* **Passage provided**:
· · · · · · ·
In 1992, Alexander Kozulin is included in the Who Is Who book in Germany (1992, Volume 2).

Among his major achievements, the following can be highlighted:

Music Singles
- "Geld ist nicht wichtig, aber schön muss sie sein …," 1984
- "Schöne Frauen kosten Geld …," 1985
- "Ursula oh-la-la …," 1985

Music Albums and CDs
- "Chez Alex Piano Bar," 1984
- "Mix on the street," 1992
- "Unpublished," 1994
As a producer
- The CD "Ancient Echoes" became # 11 on the Billboard music chart in the US in 1994. (Choir Academy under the conduction of Alexander Sedov.)
- Charity action Tzar's Ball helping highly gifted children from impoverished families in Russia. Alexander acts as a producer, concept creator, director, strategist and organizer.
- Alexander is one of the creators of the Gauklerfest in Germany, a festival of street art in Berlin, which is still taking place annually. The first festival was held in 1984.
- Stars for Kids / A merry Christmas

== Business==

In 1983, After his first bar Kammerton, in Berlin, he opened, "Chez Alex Piano Bar" which was rated in a Newsweek International poll in 1984, the most popular piano bar of its class worldwide.

In 1986, Alex Kozulin opened the renowned celebrity club "Alex Berlin", and in 1991, together with Martin Thesing (GER) and Jean Denoyer (NY), he opened "The Supper Club" in New York.

In 1996, a new "Chez Alex Piano Bar" opened in Fort Lauderdale, Florida.

Alex's presence and personality attracted representatives of the business, politics, nobility, culture and science elite and many distinguished and eminent personalities including the Helmut Kohl family, Prince of Monaco, Gilles Hennessy, Ephraim Kishon, Sylvester Stallone, Claude Brasseur, Jean Paul Belmondo, Udo Jürgens, Frank Sinatra, Dean Martin, Michael Jackson, Lino Ventura, The Rolling Stones, Ella Fitzgerald and Stevie Wonder, Benny Goodman, Prince, Joe Cocker, Bill Clinton and many others, happily sang alongside to Alex's piano accompaniment.

In 2000, Kozulin returned to Berlin to start a new era in his business projects, opening the respected Booking Agency "Chez Alex Entertainment".

The first of a string of Charity events for impoverished Russian aspiring child musicians the "Tzar's Ball" was born.

In 2004, "Chez Alex Event Concept" was developed out of Chez Alex Entertainment, providing stars and event management services, as well as First Line travel providing luxury travel and life style service facilities to its clients which include the Alfa Group (RU), Renova Group (RU), Access Industries, PrivatBank (UA), Volkswagen, and others.

Since 2013, in addition to his activity in the Event and Lifestyle Business, his interest in the Arts developed, as he began to take an interest in providing selected art to his key clientele, but also helping gifted contemporary Artists in developing their careers and finding new markets.

Kozulin has established relations with eminent collectors and gallery owners, Museum curators, Experts, art restorers and dealers on a worldwide basis, and whilst he focuses largely on Impressionism & Modern as well as Contemporary art, his love of the arts is well recognized amongst the select clientele and artists that he co-operates with.

Alex Kozulin is the owner and CEO of the DeRuss Group in Berlin, which includes DeRuss Events (Berlin), First Line Travel GmbH (Berlin), Alex Events Ltd (Moscow) and a new Gallery–Art Exchange (Berlin, Germany)

Alex is completing his first book about making successful exclusive events "The Anatomy of Celebration" as well as working on opening a new "Chez Alex Bistro-Bar & Art Gallery" in Berlin.
· · · · · · ·
(Referring expression pointing data)
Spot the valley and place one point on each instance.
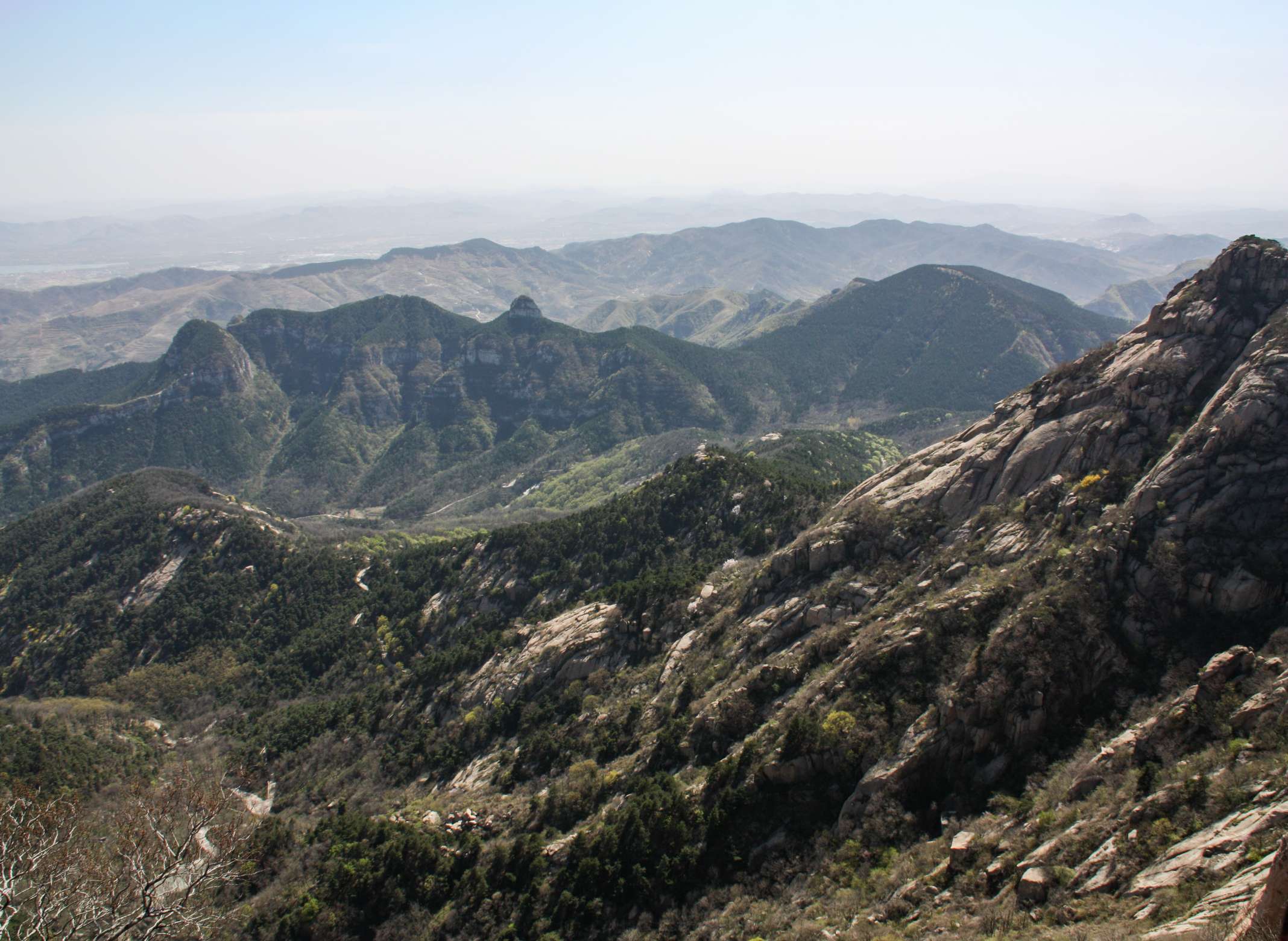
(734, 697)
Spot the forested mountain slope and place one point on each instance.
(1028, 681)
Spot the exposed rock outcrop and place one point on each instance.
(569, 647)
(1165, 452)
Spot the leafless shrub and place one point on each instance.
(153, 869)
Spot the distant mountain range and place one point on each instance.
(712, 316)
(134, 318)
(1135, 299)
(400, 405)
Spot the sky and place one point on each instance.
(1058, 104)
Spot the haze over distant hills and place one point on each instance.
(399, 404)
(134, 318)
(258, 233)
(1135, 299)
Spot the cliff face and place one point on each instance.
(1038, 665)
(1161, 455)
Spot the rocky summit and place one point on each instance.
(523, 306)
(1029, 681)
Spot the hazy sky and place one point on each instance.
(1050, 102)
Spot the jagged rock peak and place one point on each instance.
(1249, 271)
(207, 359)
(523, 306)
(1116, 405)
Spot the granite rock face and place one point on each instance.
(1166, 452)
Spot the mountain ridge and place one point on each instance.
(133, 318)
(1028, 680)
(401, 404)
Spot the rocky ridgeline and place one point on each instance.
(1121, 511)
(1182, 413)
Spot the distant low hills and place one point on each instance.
· · · · · · ·
* **Assigned task**: List every business that the Alexander Kozulin biography names as part of the DeRuss Group, along with the city given for each.

* **Solution below**:
- DeRuss Events (Berlin)
- First Line Travel GmbH (Berlin)
- Alex Events Ltd (Moscow)
- a new Gallery–Art Exchange (Berlin, Germany)